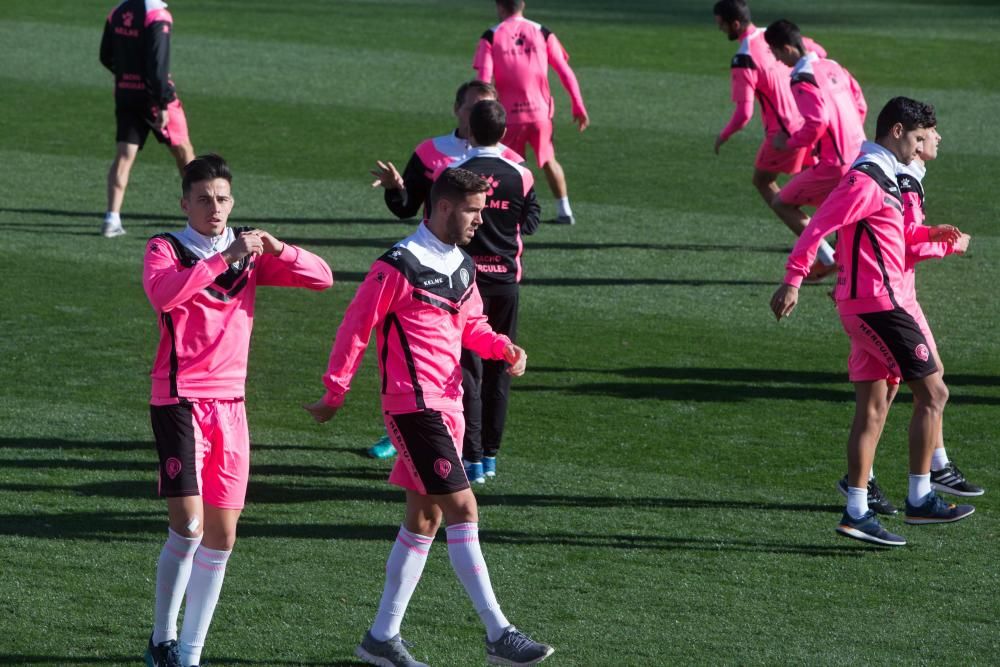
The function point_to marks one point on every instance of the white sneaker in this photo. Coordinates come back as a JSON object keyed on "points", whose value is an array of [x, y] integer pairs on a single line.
{"points": [[112, 228]]}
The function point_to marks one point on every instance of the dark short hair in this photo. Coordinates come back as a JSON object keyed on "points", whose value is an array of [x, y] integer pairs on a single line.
{"points": [[481, 87], [783, 33], [732, 10], [911, 113], [205, 168], [487, 122], [456, 183], [511, 6]]}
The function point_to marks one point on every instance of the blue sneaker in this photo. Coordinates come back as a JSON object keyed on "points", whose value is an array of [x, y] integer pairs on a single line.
{"points": [[382, 449], [935, 510], [490, 466], [164, 654], [474, 471], [868, 529]]}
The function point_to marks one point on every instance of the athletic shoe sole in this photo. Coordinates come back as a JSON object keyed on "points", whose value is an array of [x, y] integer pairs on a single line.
{"points": [[955, 492], [919, 520], [856, 534], [497, 660]]}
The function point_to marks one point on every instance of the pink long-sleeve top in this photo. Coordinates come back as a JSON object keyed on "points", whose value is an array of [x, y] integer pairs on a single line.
{"points": [[205, 310], [421, 299], [866, 211]]}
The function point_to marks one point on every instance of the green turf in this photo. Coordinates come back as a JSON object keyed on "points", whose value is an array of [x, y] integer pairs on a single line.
{"points": [[666, 495]]}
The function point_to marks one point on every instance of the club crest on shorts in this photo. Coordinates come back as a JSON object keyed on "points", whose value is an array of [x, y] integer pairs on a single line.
{"points": [[443, 468], [173, 467]]}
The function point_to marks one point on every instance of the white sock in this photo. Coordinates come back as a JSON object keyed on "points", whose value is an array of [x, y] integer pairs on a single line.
{"points": [[825, 253], [857, 502], [940, 459], [562, 205], [202, 595], [172, 573], [402, 572], [920, 488], [468, 563]]}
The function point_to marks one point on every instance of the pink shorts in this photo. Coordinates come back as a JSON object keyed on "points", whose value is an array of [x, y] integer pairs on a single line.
{"points": [[811, 186], [430, 451], [772, 160], [889, 345], [537, 135], [204, 449]]}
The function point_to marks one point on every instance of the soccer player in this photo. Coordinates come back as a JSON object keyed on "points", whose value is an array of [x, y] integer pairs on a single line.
{"points": [[517, 53], [886, 340], [757, 75], [833, 113], [201, 282], [511, 210], [404, 195], [946, 477], [136, 49], [421, 298]]}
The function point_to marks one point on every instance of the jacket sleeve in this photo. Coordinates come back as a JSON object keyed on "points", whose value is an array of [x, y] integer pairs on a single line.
{"points": [[809, 100], [482, 62], [376, 295], [294, 267], [559, 60], [107, 51], [406, 203], [848, 203], [157, 74], [477, 335], [167, 283]]}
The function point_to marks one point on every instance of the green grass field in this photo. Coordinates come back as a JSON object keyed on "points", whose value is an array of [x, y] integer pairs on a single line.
{"points": [[666, 493]]}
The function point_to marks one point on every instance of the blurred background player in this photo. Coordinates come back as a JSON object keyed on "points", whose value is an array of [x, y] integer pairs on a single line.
{"points": [[833, 112], [421, 299], [135, 47], [511, 210], [201, 282], [946, 477], [757, 75], [404, 195], [516, 54], [886, 340]]}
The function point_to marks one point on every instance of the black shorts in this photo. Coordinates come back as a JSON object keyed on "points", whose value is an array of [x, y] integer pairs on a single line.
{"points": [[173, 428], [429, 460]]}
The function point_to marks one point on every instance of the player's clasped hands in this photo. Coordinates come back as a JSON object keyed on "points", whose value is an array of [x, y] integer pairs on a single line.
{"points": [[387, 176]]}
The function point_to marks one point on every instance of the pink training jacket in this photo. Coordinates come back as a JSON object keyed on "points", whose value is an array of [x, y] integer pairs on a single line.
{"points": [[421, 298], [910, 179], [833, 110], [866, 211], [517, 53], [757, 75], [205, 310]]}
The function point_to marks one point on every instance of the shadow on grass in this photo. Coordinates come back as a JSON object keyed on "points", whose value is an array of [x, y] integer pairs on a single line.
{"points": [[139, 526], [58, 660], [179, 218], [735, 385]]}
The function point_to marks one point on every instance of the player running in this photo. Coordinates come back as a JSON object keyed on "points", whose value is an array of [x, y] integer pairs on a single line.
{"points": [[886, 340], [946, 477], [202, 282], [135, 47], [517, 53], [511, 210], [421, 298], [833, 114], [757, 75]]}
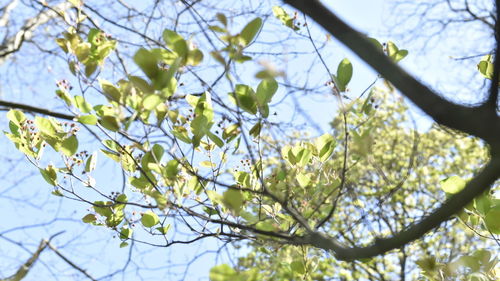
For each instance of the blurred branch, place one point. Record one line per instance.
(13, 43)
(29, 108)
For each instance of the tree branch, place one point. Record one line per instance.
(481, 121)
(475, 187)
(493, 96)
(13, 44)
(29, 108)
(459, 117)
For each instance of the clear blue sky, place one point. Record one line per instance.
(27, 201)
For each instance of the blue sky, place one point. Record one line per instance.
(27, 201)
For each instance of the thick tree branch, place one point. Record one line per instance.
(29, 108)
(467, 119)
(475, 187)
(13, 43)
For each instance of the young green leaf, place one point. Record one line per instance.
(69, 145)
(344, 74)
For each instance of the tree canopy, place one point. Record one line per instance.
(207, 115)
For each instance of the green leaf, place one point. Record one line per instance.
(453, 184)
(176, 43)
(91, 162)
(344, 74)
(394, 53)
(255, 130)
(82, 104)
(222, 272)
(163, 229)
(46, 126)
(486, 67)
(172, 169)
(244, 97)
(303, 180)
(57, 192)
(283, 16)
(109, 90)
(90, 68)
(376, 43)
(89, 218)
(221, 18)
(250, 31)
(150, 219)
(181, 134)
(218, 141)
(265, 92)
(492, 220)
(147, 62)
(69, 145)
(126, 233)
(325, 146)
(195, 57)
(298, 266)
(16, 116)
(82, 51)
(49, 175)
(151, 101)
(233, 200)
(90, 119)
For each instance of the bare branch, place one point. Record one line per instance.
(463, 118)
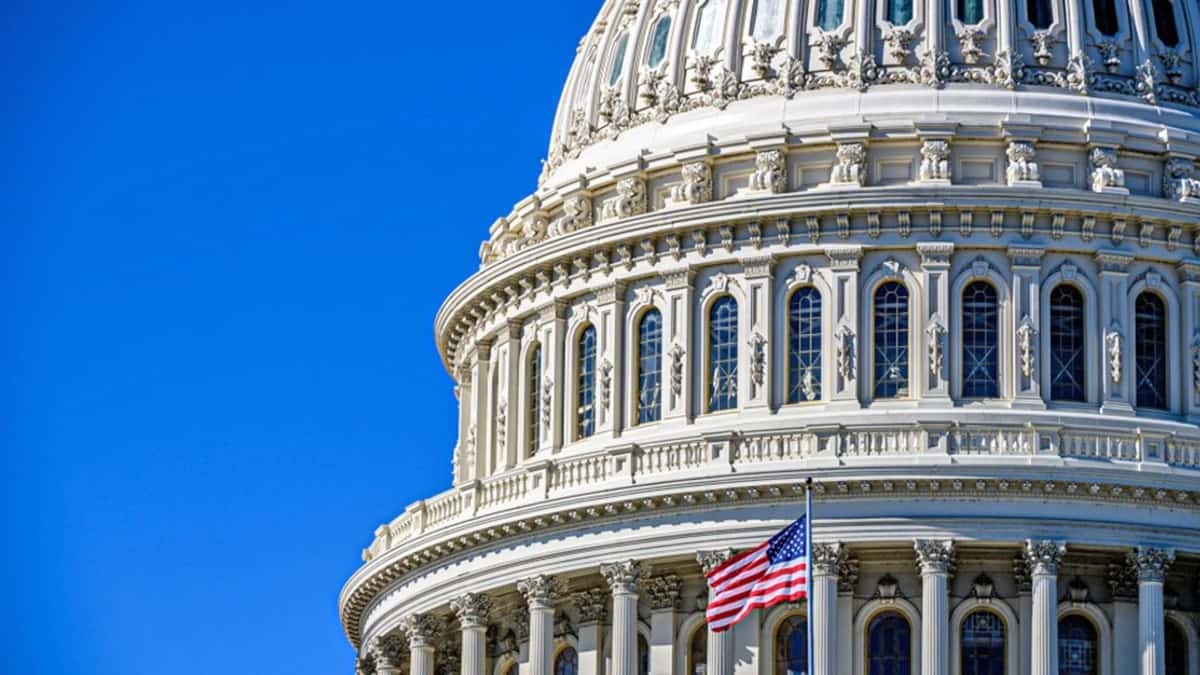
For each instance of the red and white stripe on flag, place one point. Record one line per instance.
(768, 574)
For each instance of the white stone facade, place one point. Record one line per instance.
(949, 270)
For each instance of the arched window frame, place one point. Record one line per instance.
(982, 269)
(803, 276)
(1151, 282)
(875, 608)
(1000, 608)
(1071, 275)
(720, 285)
(891, 269)
(1103, 629)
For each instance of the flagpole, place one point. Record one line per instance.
(808, 567)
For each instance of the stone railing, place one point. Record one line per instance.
(756, 452)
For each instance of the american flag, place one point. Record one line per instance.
(768, 574)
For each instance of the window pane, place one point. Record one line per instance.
(891, 341)
(981, 341)
(983, 644)
(1067, 344)
(1077, 646)
(723, 344)
(804, 346)
(659, 42)
(1150, 318)
(649, 368)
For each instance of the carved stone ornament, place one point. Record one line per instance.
(851, 167)
(540, 591)
(622, 575)
(663, 592)
(1152, 563)
(472, 609)
(934, 556)
(1026, 333)
(1044, 556)
(1021, 167)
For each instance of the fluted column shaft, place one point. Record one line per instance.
(1044, 559)
(1152, 566)
(935, 560)
(622, 577)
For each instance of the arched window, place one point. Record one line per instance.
(1105, 12)
(659, 42)
(891, 340)
(709, 25)
(1176, 647)
(649, 368)
(1039, 13)
(899, 11)
(768, 19)
(792, 646)
(1078, 649)
(1164, 22)
(981, 341)
(1067, 366)
(533, 405)
(567, 662)
(618, 59)
(723, 354)
(829, 13)
(983, 644)
(697, 651)
(1150, 322)
(888, 645)
(804, 345)
(970, 11)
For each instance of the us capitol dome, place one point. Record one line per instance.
(941, 256)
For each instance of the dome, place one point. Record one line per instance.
(940, 257)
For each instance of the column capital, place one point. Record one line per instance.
(591, 604)
(622, 575)
(1152, 563)
(664, 592)
(712, 560)
(934, 556)
(540, 591)
(472, 609)
(828, 559)
(1044, 556)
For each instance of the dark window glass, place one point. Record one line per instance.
(981, 341)
(586, 364)
(1078, 652)
(888, 645)
(1150, 318)
(892, 340)
(804, 346)
(1039, 13)
(1067, 364)
(792, 646)
(649, 368)
(723, 345)
(983, 644)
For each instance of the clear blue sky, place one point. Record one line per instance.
(225, 231)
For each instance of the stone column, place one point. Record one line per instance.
(472, 610)
(664, 596)
(421, 629)
(591, 605)
(623, 578)
(1152, 566)
(935, 560)
(720, 645)
(823, 607)
(540, 593)
(1044, 557)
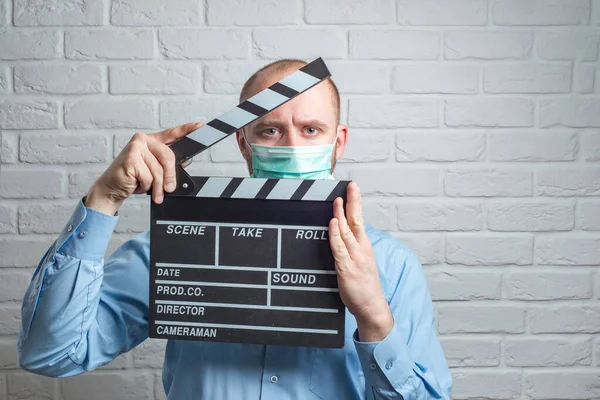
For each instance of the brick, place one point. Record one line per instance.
(350, 77)
(492, 385)
(471, 352)
(58, 79)
(591, 146)
(13, 282)
(224, 77)
(548, 352)
(469, 318)
(308, 43)
(28, 114)
(532, 146)
(394, 44)
(383, 113)
(580, 45)
(546, 285)
(23, 251)
(8, 353)
(5, 85)
(571, 385)
(110, 113)
(255, 13)
(493, 45)
(23, 386)
(227, 151)
(489, 250)
(579, 318)
(426, 246)
(154, 79)
(9, 147)
(80, 182)
(453, 285)
(489, 113)
(435, 78)
(207, 44)
(44, 218)
(488, 182)
(132, 385)
(156, 12)
(530, 216)
(109, 44)
(58, 13)
(349, 12)
(380, 215)
(438, 216)
(530, 78)
(34, 184)
(449, 146)
(367, 146)
(568, 181)
(583, 79)
(589, 216)
(149, 354)
(574, 113)
(55, 148)
(30, 45)
(567, 251)
(395, 181)
(133, 218)
(10, 319)
(8, 219)
(179, 112)
(449, 12)
(541, 12)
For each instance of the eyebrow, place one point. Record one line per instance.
(311, 122)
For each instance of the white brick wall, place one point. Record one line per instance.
(474, 135)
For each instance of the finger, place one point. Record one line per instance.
(355, 217)
(170, 135)
(166, 158)
(338, 248)
(345, 231)
(157, 176)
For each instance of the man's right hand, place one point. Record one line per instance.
(145, 163)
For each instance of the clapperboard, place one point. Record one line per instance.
(246, 260)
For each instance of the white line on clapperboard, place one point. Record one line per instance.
(248, 327)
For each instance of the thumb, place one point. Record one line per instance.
(171, 134)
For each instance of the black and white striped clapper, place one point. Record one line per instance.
(247, 260)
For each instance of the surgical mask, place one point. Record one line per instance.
(299, 162)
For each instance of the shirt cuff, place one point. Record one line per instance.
(387, 364)
(87, 233)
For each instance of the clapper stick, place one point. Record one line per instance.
(246, 260)
(243, 114)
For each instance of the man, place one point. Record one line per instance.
(81, 312)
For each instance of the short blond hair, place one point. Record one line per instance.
(283, 65)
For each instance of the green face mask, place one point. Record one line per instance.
(300, 162)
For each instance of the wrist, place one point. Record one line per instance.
(97, 200)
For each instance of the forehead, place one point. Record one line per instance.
(315, 103)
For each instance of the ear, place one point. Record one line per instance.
(341, 141)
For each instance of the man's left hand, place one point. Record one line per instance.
(358, 277)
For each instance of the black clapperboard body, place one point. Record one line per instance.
(246, 260)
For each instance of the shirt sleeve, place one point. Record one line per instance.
(79, 311)
(409, 362)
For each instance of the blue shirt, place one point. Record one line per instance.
(81, 311)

· · · · ·

Problem description:
Return exactly the lines of the data, and only those, from the line with "For each instance of the black and" through the last line, inclusive.

Solution for this problem:
For each instance of the black and white striped clapper, place one point. Record one line per instance.
(247, 260)
For each instance of the surgical mask, place one point. Record one line per instance.
(299, 162)
For each instance of the shirt cuff, place one point. Record one line per instance.
(387, 364)
(87, 233)
For each instance of the clapper stick, place one point. Record one line per instance.
(246, 260)
(243, 114)
For each instance of the man, place one point. Record one line per instance.
(81, 312)
For each instance of the short blond hair, place one point. Record one line per instance.
(283, 65)
For each instance of the green face mask, place one point. Record one line per instance.
(300, 162)
For each instance of the wrist, place one point. Record one line per instance.
(97, 200)
For each instance of the forehead, place one point. Record one line per instance.
(315, 103)
For each instance of the ear, place one point. Record one line per instance.
(341, 141)
For each instance of the man's left hand, place one point. Record one line per instance.
(358, 277)
For each instance of the black clapperboard body, place one point. Record one line per instance.
(246, 260)
For each instance of the shirt sleeve, place one point. Record one line per instance.
(79, 311)
(409, 362)
For each instance of the blue shirt, place one point. Record one line per instance.
(81, 311)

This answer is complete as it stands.